_Фрагмент источника_.

——

Не так давно вышел в свет спецвыпуск журнала «Фома», посвященный Году Учителя. На его страницах самые разные учителя — из светских, частных школ и православных гимназий рассуждают о том, какова сегодня роль учителя в школе. Опыт одного из героев спецвыпуска — учителя Елены Литвяк – нам показался заслуживающим особого внимания, и мы решили опубликовать его на страницах сентябрьского номера «Фомы».
В детстве я думала: как скучно быть учителем! Заучи на память несколько учебников и пересказывай их без конца, каждый год одно и то же. Кто бы мне сказал тогда, что все это, слава Богу, неправда! Что не бывает в учительской жизни двух одинаковых дней, даже двух совершенно одинаковых уроков, что открывается возможность бесконечного образовательного путешествия, в котором всякий раз по-новому предстают и дети, и сам учитель, меняются представления о ребенке, о человеке вообще и даже о смысле жизни.
Нельзя сказать, что мой учительский путь был раз и навсегда определен. Я училась на истфаке Московского университета, но уже мыслила себя в будущем не только учителем. Мне был интересен Ребенок с большой буквы. Мир детства был для меня, двадцатилетней барышни, неким идеальным миром — и он, безусловно, был лучше мира взрослых. Мне хотелось постичь природу детства, найти общий язык с любым ребенком, вне зависимости от возраста, социального положения и состояния здоровья. Я ощущала педагогику не как источник заработка, а как пространство призвания, служения. Своих детей у меня еще не было, поэтому все ошибки и преткновения на педагогической дорожке выпало пока проживать с теми детьми, что оказывались рядом.
Еще учась в университете, я стала преподавать в известной в 90-е годы московской авторской школе. На волне перемен в политике образования таких школ тогда возникало много. В конце девяностых я сознательно пришла в Церковь и решила послужить ей именно в качестве педагога. Потому несколько лет проработала в воскресной школе при храме в подмосковном селе Рождествено. Школа эта меньше всего была школой. Это был такой социальный клуб, приют для никому не нужных местных ребятишек. Именно из этой воскресной школы вскоре выросла негосударственная православная школа «Рождество».

——

_Исходные данные_.

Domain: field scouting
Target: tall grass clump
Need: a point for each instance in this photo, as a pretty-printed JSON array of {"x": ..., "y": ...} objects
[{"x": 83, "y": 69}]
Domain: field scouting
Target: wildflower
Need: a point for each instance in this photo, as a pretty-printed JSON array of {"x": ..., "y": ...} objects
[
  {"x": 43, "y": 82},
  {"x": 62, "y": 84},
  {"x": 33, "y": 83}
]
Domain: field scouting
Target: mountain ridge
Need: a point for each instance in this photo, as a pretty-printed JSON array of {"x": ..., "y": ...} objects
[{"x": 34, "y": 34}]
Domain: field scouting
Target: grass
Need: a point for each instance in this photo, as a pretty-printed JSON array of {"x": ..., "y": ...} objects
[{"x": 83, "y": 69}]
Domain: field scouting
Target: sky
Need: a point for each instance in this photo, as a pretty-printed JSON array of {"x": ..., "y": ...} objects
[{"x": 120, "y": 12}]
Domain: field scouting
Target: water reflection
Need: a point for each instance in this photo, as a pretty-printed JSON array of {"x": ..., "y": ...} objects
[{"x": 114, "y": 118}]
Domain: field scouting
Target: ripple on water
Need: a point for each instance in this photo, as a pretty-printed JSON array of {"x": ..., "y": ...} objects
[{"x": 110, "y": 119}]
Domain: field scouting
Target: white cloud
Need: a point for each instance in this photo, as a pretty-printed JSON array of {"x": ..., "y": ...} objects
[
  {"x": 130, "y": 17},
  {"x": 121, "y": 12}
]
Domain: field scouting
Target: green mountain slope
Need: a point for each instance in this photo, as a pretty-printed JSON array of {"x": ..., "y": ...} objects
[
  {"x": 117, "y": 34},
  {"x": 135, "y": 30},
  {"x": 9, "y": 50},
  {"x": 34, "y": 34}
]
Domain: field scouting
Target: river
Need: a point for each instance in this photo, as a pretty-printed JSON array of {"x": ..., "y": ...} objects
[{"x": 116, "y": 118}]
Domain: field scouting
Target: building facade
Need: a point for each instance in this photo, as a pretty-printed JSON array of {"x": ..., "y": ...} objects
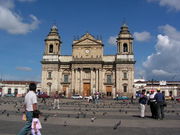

——

_Что сделать_. Замените «учителем» на «педагогом» в тексте об учительском опыте и приведите целиком отрывок от слов «Не так давно» до слов «о смысле жизни.».

_Письменное решение_.
Не так давно вышел в свет спецвыпуск журнала «Фома», посвященный Году Учителя. На его страницах самые разные учителя — из светских, частных школ и православных гимназий рассуждают о том, какова сегодня роль учителя в школе. Опыт одного из героев спецвыпуска — учителя Елены Литвяк – нам показался заслуживающим особого внимания, и мы решили опубликовать его на страницах сентябрьского номера «Фомы».
В детстве я думала: как скучно быть педагогом! Заучи на память несколько учебников и пересказывай их без конца, каждый год одно и то же. Кто бы мне сказал тогда, что все это, слава Богу, неправда! Что не бывает в учительской жизни двух одинаковых дней, даже двух совершенно одинаковых уроков, что открывается возможность бесконечного образовательного путешествия, в котором всякий раз по-новому предстают и дети, и сам учитель, меняются представления о ребенке, о человеке вообще и даже о смысле жизни.